Could you write out all the records once more, exactly?

....

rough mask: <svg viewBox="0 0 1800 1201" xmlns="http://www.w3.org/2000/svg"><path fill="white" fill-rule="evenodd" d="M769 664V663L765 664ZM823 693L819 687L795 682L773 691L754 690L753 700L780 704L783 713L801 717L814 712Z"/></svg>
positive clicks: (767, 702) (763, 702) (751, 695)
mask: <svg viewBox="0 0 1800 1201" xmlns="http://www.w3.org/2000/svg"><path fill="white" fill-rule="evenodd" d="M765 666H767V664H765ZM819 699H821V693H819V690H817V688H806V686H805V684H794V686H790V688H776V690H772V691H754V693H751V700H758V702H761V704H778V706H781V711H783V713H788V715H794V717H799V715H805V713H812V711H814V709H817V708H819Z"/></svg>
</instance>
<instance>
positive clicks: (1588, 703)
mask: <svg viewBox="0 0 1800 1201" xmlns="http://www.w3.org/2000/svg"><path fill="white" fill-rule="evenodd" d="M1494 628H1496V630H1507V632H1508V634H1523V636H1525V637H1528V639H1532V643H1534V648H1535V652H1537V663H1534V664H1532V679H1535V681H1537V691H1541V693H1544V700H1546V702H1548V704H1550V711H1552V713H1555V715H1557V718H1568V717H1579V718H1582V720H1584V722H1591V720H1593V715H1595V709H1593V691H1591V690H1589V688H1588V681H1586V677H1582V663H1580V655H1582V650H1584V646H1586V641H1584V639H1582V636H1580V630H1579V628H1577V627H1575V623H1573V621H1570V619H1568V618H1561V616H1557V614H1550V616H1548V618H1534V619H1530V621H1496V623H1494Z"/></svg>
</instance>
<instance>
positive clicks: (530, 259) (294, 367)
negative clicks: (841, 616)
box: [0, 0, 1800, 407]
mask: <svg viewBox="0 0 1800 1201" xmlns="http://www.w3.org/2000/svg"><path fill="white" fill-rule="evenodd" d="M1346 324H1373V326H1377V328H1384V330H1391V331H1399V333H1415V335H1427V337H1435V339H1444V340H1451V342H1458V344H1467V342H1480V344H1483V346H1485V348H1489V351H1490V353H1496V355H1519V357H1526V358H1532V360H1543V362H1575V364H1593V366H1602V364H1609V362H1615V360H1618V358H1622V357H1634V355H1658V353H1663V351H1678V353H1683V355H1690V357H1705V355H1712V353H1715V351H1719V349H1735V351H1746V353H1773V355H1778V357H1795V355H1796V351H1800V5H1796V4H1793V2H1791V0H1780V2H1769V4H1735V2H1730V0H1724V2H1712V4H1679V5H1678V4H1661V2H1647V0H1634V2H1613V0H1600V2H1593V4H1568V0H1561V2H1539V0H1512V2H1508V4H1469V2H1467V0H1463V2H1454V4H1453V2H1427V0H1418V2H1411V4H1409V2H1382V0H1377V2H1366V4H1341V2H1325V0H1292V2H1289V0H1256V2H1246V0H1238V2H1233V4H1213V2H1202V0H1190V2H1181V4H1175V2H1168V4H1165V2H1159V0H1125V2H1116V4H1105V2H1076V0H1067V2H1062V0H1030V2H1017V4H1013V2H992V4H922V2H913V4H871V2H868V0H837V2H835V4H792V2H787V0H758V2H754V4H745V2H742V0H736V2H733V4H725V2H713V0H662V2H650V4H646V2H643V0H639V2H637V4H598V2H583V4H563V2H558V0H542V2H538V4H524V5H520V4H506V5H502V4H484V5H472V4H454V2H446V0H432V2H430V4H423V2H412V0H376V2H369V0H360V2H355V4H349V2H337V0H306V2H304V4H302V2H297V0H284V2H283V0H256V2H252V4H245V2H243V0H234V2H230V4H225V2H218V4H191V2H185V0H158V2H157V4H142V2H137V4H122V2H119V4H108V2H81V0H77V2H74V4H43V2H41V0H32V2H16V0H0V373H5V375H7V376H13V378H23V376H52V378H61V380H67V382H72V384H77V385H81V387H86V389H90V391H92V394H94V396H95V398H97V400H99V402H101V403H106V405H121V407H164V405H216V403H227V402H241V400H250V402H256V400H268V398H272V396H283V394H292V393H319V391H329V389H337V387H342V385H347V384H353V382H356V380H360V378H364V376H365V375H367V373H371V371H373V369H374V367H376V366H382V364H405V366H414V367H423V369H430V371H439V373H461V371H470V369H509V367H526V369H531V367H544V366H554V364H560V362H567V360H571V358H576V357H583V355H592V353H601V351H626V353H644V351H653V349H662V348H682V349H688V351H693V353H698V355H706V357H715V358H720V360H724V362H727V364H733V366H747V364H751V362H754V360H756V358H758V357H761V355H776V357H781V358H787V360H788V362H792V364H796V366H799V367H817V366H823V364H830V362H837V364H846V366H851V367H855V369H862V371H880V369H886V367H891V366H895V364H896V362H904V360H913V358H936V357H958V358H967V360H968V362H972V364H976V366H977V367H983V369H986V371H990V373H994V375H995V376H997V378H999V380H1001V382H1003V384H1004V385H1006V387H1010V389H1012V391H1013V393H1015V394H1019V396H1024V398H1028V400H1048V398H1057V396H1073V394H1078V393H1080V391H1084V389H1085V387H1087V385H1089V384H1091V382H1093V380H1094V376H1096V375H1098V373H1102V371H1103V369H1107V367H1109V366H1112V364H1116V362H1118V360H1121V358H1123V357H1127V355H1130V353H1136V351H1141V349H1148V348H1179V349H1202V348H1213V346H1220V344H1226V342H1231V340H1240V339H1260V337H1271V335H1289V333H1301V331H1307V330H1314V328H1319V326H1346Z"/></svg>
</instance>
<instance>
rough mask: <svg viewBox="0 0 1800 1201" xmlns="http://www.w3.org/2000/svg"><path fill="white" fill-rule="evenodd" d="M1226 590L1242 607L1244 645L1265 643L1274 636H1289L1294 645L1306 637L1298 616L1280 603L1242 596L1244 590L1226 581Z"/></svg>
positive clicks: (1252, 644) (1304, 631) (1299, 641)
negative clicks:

....

ANSWER BELOW:
rough mask: <svg viewBox="0 0 1800 1201" xmlns="http://www.w3.org/2000/svg"><path fill="white" fill-rule="evenodd" d="M769 664V663L765 664ZM823 693L819 687L795 682L773 691L754 690L753 700L780 704L783 713L801 717L814 712Z"/></svg>
positive clicks: (767, 702) (763, 702) (751, 695)
mask: <svg viewBox="0 0 1800 1201" xmlns="http://www.w3.org/2000/svg"><path fill="white" fill-rule="evenodd" d="M765 666H767V664H765ZM819 699H821V693H819V690H817V688H806V686H805V684H794V686H790V688H776V690H772V691H754V693H751V700H758V702H761V704H778V706H781V711H783V713H788V715H794V717H799V715H805V713H812V711H814V709H817V708H819Z"/></svg>
</instance>
<instance>
positive clicks: (1588, 703)
mask: <svg viewBox="0 0 1800 1201" xmlns="http://www.w3.org/2000/svg"><path fill="white" fill-rule="evenodd" d="M1494 628H1496V630H1507V632H1508V634H1523V636H1525V637H1528V639H1532V643H1534V648H1535V652H1537V663H1534V664H1532V679H1535V681H1537V691H1541V693H1544V700H1546V702H1548V704H1550V711H1552V713H1555V715H1557V718H1568V717H1579V718H1582V720H1584V722H1591V720H1593V715H1595V709H1593V691H1591V690H1589V688H1588V681H1586V677H1582V663H1580V655H1582V650H1584V646H1586V641H1584V639H1582V636H1580V630H1579V628H1577V627H1575V623H1573V621H1570V619H1568V618H1561V616H1557V614H1550V616H1548V618H1534V619H1530V621H1496V623H1494Z"/></svg>
</instance>
<instance>
positive clicks: (530, 259) (294, 367)
negative clicks: (841, 616)
box: [0, 0, 1800, 407]
mask: <svg viewBox="0 0 1800 1201" xmlns="http://www.w3.org/2000/svg"><path fill="white" fill-rule="evenodd" d="M1346 324H1373V326H1377V328H1384V330H1391V331H1399V333H1415V335H1427V337H1435V339H1444V340H1451V342H1458V344H1467V342H1480V344H1483V346H1485V348H1489V351H1490V353H1496V355H1519V357H1526V358H1532V360H1543V362H1575V364H1593V366H1602V364H1609V362H1615V360H1618V358H1622V357H1634V355H1658V353H1663V351H1678V353H1683V355H1690V357H1705V355H1712V353H1715V351H1719V349H1735V351H1746V353H1773V355H1778V357H1795V355H1796V351H1800V5H1796V4H1793V2H1791V0H1780V2H1769V4H1735V2H1730V0H1724V2H1712V4H1679V5H1678V4H1661V2H1647V0H1634V2H1613V0H1600V2H1593V4H1568V0H1561V2H1539V0H1512V2H1508V4H1469V2H1467V0H1463V2H1454V4H1453V2H1427V0H1418V2H1411V4H1409V2H1382V0H1377V2H1366V4H1341V2H1325V0H1292V2H1289V0H1256V2H1246V0H1238V2H1233V4H1213V2H1202V0H1190V2H1181V4H1175V2H1168V4H1165V2H1159V0H1125V2H1116V4H1105V2H1076V0H1067V2H1062V0H1030V2H1017V4H1013V2H992V4H922V2H913V4H871V2H868V0H837V2H835V4H792V2H787V0H758V2H754V4H745V2H742V0H736V2H733V4H725V2H713V0H662V2H650V4H646V2H643V0H639V2H637V4H598V2H583V4H563V2H558V0H542V2H538V4H524V5H520V4H506V5H502V4H484V5H472V4H454V2H446V0H432V2H430V4H423V2H412V0H376V2H369V0H360V2H355V4H349V2H337V0H306V2H304V4H302V2H297V0H284V2H283V0H256V2H252V4H245V2H243V0H234V2H230V4H225V2H218V4H191V2H185V0H158V2H157V4H142V2H137V4H122V2H119V4H108V2H81V0H77V2H74V4H43V2H41V0H32V2H16V0H0V373H5V375H7V376H13V378H23V376H52V378H61V380H67V382H72V384H77V385H81V387H86V389H90V391H92V394H94V396H95V398H97V400H99V402H101V403H106V405H121V407H164V405H216V403H227V402H241V400H250V402H256V400H268V398H272V396H283V394H292V393H319V391H329V389H337V387H342V385H347V384H353V382H356V380H360V378H364V376H365V375H367V373H371V371H373V369H374V367H376V366H382V364H405V366H414V367H423V369H430V371H439V373H461V371H470V369H509V367H526V369H531V367H544V366H554V364H560V362H567V360H571V358H576V357H583V355H592V353H601V351H626V353H644V351H653V349H662V348H682V349H688V351H693V353H698V355H706V357H715V358H720V360H724V362H727V364H733V366H747V364H751V362H754V360H756V358H758V357H761V355H776V357H781V358H787V360H788V362H792V364H796V366H799V367H817V366H823V364H830V362H837V364H846V366H851V367H855V369H862V371H880V369H886V367H891V366H895V364H896V362H904V360H913V358H936V357H958V358H967V360H968V362H972V364H976V366H977V367H983V369H986V371H990V373H994V375H995V376H997V378H999V380H1001V382H1003V384H1004V385H1006V387H1010V389H1012V391H1013V393H1015V394H1019V396H1024V398H1028V400H1048V398H1057V396H1073V394H1078V393H1080V391H1084V389H1085V387H1087V385H1089V384H1091V382H1093V380H1094V376H1096V375H1098V373H1102V371H1103V369H1107V367H1109V366H1112V364H1116V362H1118V360H1121V358H1123V357H1127V355H1130V353H1136V351H1141V349H1148V348H1179V349H1202V348H1213V346H1220V344H1226V342H1231V340H1240V339H1260V337H1271V335H1289V333H1301V331H1307V330H1314V328H1319V326H1346Z"/></svg>
</instance>
<instance>
rough mask: <svg viewBox="0 0 1800 1201" xmlns="http://www.w3.org/2000/svg"><path fill="white" fill-rule="evenodd" d="M1226 590L1242 607L1244 645L1265 643L1274 636H1289L1294 645L1306 637L1298 616L1280 603L1242 596L1244 590L1226 581Z"/></svg>
positive clicks: (1252, 644) (1304, 631) (1299, 641)
negative clicks:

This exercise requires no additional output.